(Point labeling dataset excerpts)
|---|
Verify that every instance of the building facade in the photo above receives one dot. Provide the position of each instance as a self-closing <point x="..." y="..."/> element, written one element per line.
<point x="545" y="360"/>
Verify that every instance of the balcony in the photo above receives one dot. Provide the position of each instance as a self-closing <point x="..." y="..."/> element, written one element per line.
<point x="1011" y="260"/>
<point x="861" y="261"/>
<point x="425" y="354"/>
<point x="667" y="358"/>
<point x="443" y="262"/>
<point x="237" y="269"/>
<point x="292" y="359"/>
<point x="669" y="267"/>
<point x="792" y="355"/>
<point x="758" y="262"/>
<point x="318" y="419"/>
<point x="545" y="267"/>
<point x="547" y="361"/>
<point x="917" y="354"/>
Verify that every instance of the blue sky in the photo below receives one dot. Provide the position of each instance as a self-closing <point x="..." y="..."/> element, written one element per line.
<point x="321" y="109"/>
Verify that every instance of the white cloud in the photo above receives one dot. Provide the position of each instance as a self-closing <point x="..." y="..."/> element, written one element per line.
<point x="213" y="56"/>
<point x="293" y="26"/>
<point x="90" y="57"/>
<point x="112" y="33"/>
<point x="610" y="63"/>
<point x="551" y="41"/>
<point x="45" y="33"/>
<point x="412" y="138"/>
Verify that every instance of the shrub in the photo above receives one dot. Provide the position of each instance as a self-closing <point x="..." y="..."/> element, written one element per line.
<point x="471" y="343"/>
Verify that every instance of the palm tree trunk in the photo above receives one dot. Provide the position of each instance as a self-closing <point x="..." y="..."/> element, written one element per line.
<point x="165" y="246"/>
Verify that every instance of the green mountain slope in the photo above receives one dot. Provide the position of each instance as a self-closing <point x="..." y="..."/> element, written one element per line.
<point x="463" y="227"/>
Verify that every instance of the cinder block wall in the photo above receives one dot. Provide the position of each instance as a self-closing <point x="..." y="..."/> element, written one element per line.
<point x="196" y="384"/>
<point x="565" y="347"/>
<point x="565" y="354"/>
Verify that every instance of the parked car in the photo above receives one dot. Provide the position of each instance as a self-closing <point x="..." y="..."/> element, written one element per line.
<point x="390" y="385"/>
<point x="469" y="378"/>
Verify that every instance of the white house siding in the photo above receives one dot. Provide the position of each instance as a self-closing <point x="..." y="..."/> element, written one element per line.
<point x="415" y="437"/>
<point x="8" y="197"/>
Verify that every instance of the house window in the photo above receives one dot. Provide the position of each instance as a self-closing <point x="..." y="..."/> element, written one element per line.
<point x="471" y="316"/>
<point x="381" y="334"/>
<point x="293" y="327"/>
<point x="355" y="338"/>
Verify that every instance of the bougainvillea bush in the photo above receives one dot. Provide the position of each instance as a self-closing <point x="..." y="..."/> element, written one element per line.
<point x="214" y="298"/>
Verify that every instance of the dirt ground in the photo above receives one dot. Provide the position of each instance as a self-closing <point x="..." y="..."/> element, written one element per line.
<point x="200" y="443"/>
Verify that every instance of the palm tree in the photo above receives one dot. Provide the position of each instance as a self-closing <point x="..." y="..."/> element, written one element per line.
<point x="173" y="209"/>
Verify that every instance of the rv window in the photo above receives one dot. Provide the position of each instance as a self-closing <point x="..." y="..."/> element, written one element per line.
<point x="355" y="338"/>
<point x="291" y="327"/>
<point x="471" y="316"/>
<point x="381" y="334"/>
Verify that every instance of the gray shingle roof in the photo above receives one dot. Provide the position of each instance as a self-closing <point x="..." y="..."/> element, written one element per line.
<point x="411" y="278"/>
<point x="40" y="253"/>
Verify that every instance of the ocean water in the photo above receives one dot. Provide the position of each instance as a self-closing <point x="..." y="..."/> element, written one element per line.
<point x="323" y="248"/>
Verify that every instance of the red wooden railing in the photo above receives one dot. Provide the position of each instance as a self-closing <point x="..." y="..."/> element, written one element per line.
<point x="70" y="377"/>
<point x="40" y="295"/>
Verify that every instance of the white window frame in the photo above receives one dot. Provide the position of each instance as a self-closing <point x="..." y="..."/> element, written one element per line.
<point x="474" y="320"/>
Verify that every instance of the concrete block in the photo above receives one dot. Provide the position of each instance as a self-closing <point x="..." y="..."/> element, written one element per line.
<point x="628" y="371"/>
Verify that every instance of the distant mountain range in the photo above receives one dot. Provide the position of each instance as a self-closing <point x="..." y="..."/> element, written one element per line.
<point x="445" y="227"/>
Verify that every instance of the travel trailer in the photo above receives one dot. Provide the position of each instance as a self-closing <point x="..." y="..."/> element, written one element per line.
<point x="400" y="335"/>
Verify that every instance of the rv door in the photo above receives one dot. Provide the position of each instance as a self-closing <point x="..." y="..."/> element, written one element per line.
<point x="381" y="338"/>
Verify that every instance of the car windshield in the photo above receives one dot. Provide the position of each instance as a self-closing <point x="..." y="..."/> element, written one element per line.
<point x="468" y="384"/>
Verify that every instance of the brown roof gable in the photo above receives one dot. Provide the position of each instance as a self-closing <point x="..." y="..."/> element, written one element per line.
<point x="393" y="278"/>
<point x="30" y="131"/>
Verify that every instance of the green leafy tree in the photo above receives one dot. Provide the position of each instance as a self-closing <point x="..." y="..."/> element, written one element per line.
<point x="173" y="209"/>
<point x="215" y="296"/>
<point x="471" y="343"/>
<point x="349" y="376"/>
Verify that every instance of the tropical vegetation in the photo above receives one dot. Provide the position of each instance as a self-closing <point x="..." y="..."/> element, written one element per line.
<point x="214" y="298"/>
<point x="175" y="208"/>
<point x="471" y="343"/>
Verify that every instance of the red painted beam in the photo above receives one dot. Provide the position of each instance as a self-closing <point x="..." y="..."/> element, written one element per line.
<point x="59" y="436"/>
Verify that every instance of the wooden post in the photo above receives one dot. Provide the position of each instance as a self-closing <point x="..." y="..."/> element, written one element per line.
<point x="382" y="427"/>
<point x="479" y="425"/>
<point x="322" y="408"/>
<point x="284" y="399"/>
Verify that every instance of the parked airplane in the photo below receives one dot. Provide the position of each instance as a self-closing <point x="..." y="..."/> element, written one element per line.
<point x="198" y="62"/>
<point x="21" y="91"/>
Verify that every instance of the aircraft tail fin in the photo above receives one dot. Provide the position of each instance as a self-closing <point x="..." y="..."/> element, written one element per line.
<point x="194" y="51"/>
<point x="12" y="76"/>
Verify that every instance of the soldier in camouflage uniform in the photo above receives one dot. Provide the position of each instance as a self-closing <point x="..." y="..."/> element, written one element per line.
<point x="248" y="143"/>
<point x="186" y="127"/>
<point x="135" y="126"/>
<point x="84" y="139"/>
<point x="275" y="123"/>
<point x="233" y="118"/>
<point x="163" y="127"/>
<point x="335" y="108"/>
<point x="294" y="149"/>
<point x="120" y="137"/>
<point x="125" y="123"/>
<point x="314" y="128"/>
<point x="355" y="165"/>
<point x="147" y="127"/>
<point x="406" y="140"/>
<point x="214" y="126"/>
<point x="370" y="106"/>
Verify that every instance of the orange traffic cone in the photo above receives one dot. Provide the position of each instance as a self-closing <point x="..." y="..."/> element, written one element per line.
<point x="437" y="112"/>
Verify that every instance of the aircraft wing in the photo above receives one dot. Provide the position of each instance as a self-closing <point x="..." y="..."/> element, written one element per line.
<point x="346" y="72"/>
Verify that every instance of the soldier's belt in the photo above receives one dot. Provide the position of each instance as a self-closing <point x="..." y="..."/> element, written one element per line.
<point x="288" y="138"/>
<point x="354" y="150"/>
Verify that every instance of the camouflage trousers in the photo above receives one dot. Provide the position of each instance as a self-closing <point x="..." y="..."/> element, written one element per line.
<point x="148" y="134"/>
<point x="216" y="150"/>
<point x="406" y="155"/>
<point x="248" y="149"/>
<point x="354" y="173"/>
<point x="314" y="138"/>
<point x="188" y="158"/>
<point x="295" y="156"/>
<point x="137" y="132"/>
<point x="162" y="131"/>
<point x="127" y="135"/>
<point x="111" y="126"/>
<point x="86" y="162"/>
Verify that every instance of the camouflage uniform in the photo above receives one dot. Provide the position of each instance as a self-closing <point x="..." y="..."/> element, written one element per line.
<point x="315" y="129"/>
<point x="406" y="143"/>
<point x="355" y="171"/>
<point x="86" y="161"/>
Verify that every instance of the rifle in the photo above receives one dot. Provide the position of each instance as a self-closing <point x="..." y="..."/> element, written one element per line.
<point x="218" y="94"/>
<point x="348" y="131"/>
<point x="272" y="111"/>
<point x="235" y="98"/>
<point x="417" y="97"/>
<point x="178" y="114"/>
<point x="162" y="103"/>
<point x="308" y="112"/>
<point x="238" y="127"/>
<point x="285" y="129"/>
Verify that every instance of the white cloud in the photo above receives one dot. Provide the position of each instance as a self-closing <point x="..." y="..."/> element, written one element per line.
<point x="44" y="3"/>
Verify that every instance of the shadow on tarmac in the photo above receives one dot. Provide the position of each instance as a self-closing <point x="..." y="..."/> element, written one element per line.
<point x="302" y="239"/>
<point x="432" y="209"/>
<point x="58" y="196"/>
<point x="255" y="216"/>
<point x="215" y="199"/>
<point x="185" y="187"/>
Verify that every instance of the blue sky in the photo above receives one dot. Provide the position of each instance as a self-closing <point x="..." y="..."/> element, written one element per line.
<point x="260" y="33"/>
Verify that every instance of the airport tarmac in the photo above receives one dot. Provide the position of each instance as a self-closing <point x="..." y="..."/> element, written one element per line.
|---|
- SHORT EXERCISE: From the line with "Verify that every instance of the shadow" to the last line of the material, give every line again exactly, and only those lines.

- THE OUTPUT:
Verify that every instance of the shadow on tarmac in the photo above receives one dot. Provide the position of each instance as a self-closing <point x="..." y="..."/> element, written one element per line.
<point x="302" y="239"/>
<point x="432" y="209"/>
<point x="58" y="196"/>
<point x="255" y="216"/>
<point x="215" y="199"/>
<point x="185" y="187"/>
Verify that every instance of the blue sky in the photo above receives one dot. Provide the position of each instance as a self-closing <point x="..." y="..."/> element, written one element per line.
<point x="260" y="33"/>
Verify that every instance of the airport tarmac in the photo above receives one dot. Provide the position of each instance as a self-closing <point x="..." y="..."/> element, written one element per line.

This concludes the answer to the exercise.